Coordinate annotation records

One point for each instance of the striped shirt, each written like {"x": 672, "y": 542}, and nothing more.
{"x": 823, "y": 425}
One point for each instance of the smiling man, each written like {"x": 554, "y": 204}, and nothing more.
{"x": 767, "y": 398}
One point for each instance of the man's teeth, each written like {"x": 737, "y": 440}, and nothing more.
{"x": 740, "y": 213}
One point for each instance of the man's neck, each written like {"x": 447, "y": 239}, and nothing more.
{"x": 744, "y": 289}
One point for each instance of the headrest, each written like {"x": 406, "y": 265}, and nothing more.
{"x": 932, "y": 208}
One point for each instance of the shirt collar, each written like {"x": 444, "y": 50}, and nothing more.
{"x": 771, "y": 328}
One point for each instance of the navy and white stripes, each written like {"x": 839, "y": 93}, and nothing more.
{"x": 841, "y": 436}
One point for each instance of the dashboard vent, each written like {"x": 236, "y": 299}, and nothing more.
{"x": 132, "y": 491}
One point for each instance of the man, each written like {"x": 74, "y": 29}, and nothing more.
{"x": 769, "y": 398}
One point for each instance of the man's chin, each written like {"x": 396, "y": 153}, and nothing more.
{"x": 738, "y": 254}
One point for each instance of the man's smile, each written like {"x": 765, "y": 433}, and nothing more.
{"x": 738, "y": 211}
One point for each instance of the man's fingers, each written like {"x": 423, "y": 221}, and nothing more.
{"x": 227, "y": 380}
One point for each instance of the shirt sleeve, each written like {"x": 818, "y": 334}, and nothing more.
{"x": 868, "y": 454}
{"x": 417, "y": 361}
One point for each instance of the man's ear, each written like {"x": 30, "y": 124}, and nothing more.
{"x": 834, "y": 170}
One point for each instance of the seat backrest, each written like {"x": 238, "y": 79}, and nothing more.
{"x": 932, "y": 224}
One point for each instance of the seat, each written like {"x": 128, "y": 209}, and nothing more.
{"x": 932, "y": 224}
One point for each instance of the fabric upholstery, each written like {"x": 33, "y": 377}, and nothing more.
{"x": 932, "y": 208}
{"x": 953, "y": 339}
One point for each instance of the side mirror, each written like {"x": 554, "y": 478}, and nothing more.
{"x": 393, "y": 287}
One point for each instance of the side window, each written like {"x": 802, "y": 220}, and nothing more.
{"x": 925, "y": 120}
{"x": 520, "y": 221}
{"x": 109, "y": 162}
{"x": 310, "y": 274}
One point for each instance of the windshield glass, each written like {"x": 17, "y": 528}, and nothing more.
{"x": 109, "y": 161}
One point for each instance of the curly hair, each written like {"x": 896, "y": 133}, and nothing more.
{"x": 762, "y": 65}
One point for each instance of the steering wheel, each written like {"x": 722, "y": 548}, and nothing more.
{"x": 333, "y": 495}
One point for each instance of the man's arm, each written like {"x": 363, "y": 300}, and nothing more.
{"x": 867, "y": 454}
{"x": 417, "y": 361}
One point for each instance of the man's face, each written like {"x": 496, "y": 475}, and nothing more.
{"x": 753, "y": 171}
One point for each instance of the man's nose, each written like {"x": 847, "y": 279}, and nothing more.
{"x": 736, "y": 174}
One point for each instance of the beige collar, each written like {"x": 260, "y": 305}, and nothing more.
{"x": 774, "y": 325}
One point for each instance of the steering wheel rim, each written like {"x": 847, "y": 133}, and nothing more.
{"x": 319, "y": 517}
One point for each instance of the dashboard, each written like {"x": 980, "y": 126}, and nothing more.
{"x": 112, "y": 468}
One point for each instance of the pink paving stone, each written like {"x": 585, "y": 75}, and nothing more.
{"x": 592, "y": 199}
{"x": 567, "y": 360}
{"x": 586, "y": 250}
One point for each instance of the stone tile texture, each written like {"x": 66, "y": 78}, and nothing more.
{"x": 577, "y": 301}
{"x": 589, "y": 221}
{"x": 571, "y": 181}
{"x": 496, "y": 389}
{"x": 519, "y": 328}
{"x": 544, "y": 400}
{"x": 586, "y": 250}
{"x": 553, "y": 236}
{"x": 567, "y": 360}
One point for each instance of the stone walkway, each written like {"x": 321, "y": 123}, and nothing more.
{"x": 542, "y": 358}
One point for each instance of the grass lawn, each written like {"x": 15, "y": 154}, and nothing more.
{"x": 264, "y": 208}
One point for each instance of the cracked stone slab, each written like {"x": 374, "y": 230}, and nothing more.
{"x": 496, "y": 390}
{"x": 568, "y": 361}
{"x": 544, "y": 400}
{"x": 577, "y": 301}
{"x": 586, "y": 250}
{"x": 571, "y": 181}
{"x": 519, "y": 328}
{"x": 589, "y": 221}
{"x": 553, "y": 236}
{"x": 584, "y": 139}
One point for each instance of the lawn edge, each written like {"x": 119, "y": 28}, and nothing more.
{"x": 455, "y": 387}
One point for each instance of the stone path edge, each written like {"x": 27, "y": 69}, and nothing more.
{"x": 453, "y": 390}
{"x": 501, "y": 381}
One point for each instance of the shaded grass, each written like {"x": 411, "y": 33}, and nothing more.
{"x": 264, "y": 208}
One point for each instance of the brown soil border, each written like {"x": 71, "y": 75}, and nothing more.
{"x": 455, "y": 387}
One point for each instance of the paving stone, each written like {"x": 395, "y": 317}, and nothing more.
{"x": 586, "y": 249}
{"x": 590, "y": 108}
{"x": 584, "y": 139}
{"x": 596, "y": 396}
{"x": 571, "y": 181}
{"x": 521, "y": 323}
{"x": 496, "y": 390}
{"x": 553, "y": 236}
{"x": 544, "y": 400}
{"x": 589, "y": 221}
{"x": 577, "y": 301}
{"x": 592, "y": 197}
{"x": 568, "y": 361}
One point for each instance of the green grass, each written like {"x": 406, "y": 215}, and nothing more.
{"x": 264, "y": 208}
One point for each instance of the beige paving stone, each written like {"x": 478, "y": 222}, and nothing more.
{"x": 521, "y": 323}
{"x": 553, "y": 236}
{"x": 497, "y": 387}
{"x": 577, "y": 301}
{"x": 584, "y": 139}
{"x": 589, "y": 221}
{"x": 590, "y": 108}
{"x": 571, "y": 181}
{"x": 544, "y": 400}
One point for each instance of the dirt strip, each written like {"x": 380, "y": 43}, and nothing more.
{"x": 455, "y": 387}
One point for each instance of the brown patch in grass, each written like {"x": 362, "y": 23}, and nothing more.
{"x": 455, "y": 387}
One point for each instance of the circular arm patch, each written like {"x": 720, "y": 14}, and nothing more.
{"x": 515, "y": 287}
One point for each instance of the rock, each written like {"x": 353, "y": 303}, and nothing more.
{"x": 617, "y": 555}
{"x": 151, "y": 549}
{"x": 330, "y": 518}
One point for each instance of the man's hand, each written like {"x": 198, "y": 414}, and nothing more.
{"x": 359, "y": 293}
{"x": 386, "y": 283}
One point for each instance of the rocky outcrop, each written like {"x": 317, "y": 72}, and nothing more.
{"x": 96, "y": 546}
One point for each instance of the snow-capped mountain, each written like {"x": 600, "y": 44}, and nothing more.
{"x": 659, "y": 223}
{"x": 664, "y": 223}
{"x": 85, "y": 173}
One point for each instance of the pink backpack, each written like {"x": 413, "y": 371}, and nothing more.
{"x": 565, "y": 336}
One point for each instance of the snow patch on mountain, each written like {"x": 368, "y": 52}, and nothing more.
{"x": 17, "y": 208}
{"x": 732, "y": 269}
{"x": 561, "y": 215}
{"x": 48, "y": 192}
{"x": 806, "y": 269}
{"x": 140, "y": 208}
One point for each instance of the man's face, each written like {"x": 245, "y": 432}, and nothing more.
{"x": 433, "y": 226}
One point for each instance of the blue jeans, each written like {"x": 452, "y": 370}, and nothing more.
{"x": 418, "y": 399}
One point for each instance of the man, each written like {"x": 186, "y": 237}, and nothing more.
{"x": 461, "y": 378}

### To be done
The answer consists only of the lines from the one containing "One point for each instance of the rocky" to the end of the records, each written out exactly.

### Written reply
One point for each instance of the rocky outcrop, each written like {"x": 317, "y": 72}, and nothing more.
{"x": 96, "y": 546}
One point for each instance of the snow-capped mountain, each written like {"x": 600, "y": 44}, and nothing more.
{"x": 659, "y": 223}
{"x": 664, "y": 223}
{"x": 85, "y": 173}
One point for each instance of the pink backpack, each written like {"x": 413, "y": 371}, and nothing more.
{"x": 565, "y": 336}
One point for each instance of the snow patch on mountain, each written like {"x": 368, "y": 52}, and nothing more.
{"x": 17, "y": 208}
{"x": 732, "y": 269}
{"x": 561, "y": 215}
{"x": 48, "y": 192}
{"x": 806, "y": 269}
{"x": 140, "y": 208}
One point for each instance of the man's face, each written like {"x": 245, "y": 432}, and nothing more.
{"x": 433, "y": 226}
One point for each instance of the blue jeans, each written like {"x": 452, "y": 370}, and nothing more.
{"x": 418, "y": 399}
One point for each instance of the man, each written like {"x": 186, "y": 237}, and nothing more.
{"x": 461, "y": 378}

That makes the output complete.